[Segmentation dataset records]
* start *

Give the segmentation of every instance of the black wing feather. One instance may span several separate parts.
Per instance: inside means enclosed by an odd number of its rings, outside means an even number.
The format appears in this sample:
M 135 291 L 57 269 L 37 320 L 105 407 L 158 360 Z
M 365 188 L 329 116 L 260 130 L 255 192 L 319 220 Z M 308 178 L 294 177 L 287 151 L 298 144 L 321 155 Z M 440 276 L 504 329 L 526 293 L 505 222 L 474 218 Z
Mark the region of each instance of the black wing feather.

* end *
* start *

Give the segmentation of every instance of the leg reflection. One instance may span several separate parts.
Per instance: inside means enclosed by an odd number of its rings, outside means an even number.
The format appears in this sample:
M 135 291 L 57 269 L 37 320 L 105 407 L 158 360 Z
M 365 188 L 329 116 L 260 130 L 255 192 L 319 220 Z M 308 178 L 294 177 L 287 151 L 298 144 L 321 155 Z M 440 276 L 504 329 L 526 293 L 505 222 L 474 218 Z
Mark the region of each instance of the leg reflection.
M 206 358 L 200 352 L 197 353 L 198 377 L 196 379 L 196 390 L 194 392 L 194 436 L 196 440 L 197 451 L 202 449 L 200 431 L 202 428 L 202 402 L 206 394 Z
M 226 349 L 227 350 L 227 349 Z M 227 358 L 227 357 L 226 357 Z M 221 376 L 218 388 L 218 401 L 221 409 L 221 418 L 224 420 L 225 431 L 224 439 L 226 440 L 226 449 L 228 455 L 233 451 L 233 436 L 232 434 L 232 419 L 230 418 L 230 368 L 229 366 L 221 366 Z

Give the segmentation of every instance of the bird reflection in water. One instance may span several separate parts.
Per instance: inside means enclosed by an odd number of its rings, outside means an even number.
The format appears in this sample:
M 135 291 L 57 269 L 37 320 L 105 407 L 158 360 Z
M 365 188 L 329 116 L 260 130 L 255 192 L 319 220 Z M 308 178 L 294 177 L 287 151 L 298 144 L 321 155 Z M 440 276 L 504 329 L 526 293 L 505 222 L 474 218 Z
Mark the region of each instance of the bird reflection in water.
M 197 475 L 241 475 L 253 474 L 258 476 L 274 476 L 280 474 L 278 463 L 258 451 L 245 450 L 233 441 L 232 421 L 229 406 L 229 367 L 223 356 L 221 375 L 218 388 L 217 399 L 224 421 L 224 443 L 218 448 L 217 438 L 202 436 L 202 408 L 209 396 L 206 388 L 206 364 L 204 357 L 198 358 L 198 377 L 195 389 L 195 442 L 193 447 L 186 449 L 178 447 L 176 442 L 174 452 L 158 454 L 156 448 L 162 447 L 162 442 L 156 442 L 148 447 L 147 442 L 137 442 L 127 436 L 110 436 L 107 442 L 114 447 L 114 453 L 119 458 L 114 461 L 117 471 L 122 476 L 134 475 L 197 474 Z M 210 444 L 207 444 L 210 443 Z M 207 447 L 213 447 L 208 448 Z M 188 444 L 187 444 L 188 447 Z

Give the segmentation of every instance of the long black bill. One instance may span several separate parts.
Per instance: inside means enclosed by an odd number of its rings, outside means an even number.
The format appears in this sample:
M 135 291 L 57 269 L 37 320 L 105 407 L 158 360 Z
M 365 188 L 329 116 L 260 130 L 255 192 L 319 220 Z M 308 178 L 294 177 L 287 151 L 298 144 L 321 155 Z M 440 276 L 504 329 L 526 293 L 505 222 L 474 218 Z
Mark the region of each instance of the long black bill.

* end *
* start *

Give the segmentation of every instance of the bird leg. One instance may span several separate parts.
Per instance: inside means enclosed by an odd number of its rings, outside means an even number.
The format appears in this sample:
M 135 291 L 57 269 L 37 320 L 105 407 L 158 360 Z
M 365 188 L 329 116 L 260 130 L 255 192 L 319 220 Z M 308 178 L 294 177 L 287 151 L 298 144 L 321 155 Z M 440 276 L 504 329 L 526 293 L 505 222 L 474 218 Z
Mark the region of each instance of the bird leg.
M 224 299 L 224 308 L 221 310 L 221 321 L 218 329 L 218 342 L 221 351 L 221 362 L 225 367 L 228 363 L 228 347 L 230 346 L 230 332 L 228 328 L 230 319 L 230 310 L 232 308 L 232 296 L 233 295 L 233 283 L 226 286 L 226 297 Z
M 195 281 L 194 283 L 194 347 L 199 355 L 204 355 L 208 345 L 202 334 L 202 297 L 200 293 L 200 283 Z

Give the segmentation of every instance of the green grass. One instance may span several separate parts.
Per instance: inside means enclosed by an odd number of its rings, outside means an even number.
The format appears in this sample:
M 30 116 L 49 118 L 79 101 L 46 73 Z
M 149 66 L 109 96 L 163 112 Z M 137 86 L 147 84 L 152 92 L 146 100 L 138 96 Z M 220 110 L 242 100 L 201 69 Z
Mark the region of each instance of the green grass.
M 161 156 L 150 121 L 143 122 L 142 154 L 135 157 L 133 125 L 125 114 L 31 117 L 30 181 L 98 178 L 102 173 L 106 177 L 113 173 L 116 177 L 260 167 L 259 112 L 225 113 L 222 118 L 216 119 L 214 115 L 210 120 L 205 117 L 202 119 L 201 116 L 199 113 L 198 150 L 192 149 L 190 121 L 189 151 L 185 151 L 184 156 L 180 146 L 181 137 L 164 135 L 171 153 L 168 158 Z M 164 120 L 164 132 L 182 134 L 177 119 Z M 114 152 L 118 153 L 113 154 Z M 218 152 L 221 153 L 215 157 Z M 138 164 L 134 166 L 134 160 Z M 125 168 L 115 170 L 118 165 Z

* end *

▶ TASK GOAL
Reproduce word for word the part of the entries that opens with the line containing "Give the segmentation of every instance of the black" and closes with the line containing "Mark the region of each instance of the black", including both of those lines.

▶ COMPLETED TASK
Give the segmentation of every instance of the black wing feather. One instance may span several separate parts.
Per instance: inside means enclosed by an odd number of its rings, outside means an even number.
The format appears in this sample:
M 135 291 L 57 269 L 37 320 L 105 407 L 158 360 Z
M 365 188 L 329 116 L 260 130 L 255 192 L 319 220 Z M 308 178 L 294 177 L 287 151 L 298 144 L 321 155 Z M 440 276 L 504 329 L 526 293 L 505 222 L 474 218 Z
Mark the region of each instance of the black wing feather.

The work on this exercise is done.